**What you are asked to do**
Render the rows starting with the line containing "Annotation task: mark the corrugated" and going on through the line containing "(1239, 200)" as a two-column CSV with the columns instruction and points. Give one CSV line for each instruction, with its text and its answer each in a single quoted field and any line breaks turned into spaces.

(Point-based annotation data)
....

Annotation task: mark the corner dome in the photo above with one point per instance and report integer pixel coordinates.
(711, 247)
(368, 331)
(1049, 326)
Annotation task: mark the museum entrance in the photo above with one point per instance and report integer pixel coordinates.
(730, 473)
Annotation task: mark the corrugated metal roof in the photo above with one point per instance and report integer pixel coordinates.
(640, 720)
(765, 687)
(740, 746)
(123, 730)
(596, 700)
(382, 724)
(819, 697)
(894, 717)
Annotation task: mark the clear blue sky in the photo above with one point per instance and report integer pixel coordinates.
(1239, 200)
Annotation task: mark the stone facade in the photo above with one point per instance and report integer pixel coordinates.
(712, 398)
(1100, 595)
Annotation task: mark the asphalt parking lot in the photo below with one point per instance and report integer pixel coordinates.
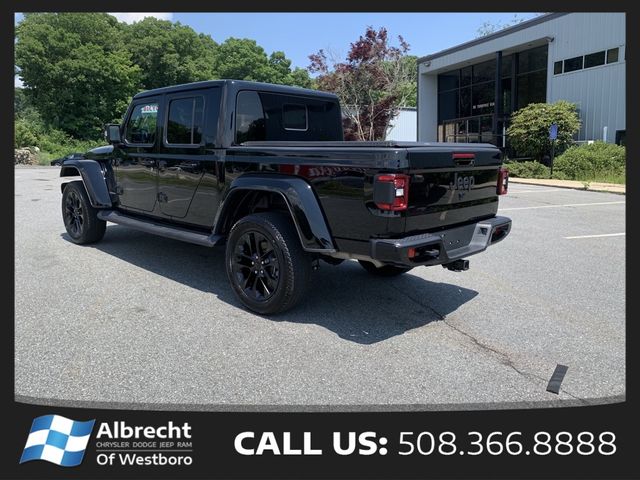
(139, 321)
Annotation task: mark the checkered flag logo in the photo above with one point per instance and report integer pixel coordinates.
(57, 440)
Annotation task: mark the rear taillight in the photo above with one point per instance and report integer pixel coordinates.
(503, 181)
(391, 191)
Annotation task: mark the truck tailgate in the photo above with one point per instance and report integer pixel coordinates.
(451, 184)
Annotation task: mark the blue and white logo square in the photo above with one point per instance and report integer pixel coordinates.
(57, 440)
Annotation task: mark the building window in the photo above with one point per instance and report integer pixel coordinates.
(507, 65)
(465, 76)
(483, 96)
(594, 59)
(573, 64)
(465, 102)
(557, 67)
(448, 81)
(448, 106)
(532, 88)
(484, 72)
(532, 60)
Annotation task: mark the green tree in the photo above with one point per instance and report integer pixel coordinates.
(372, 82)
(169, 53)
(244, 59)
(75, 69)
(529, 129)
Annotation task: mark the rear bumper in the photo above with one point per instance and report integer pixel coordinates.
(441, 247)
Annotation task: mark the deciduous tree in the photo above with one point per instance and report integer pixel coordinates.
(372, 82)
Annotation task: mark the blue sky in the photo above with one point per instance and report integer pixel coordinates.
(300, 34)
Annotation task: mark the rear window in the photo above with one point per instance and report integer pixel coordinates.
(294, 117)
(277, 117)
(249, 118)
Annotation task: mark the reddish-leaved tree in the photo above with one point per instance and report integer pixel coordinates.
(371, 83)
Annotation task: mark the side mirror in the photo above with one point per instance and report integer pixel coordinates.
(112, 133)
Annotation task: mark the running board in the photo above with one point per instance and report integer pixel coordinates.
(149, 226)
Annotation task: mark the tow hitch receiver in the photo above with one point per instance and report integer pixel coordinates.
(457, 265)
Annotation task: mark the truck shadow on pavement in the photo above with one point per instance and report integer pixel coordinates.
(344, 299)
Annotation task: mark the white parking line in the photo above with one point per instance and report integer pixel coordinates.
(533, 191)
(597, 236)
(565, 205)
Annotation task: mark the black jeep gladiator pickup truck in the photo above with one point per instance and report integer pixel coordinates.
(264, 170)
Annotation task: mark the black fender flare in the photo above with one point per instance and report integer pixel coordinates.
(93, 179)
(303, 206)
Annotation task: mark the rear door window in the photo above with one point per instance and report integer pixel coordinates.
(141, 127)
(185, 121)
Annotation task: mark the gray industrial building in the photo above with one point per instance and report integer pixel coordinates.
(579, 57)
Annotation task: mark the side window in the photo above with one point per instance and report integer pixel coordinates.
(185, 121)
(294, 117)
(141, 127)
(250, 123)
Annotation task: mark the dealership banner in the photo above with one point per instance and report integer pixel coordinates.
(576, 442)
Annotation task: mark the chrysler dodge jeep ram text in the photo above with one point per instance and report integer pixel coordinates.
(264, 170)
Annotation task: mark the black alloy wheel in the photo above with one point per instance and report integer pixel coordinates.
(266, 265)
(80, 217)
(255, 266)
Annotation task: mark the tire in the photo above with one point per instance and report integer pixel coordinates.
(80, 218)
(270, 237)
(385, 270)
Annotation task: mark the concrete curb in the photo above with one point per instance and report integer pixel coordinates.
(572, 184)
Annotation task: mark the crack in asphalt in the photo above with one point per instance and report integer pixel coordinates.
(503, 358)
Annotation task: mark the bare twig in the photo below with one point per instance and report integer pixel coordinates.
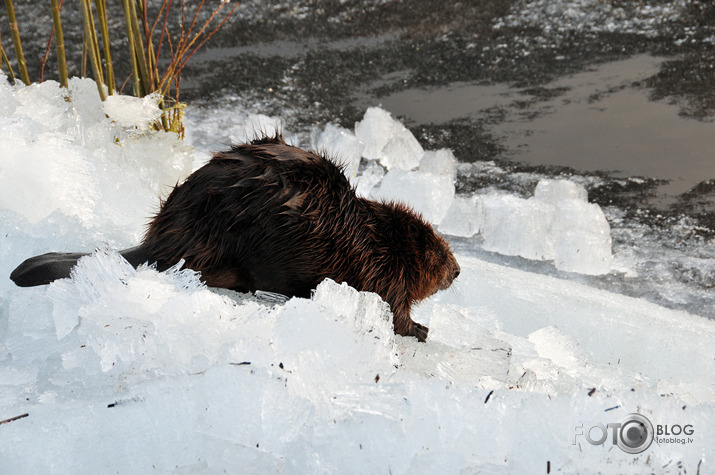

....

**Solution to the exercise**
instruction,points
"Annotation task: mark the corrugated metal roof in the photo above with one point per instance and report integer pixel coordinates.","(640, 720) (765, 687) (740, 746) (123, 730) (596, 700) (382, 724) (819, 697) (894, 717)"
"Annotation task: mark the clear blue sky in the photo above with one point per instance and report integer pixel coordinates.","(1239, 200)"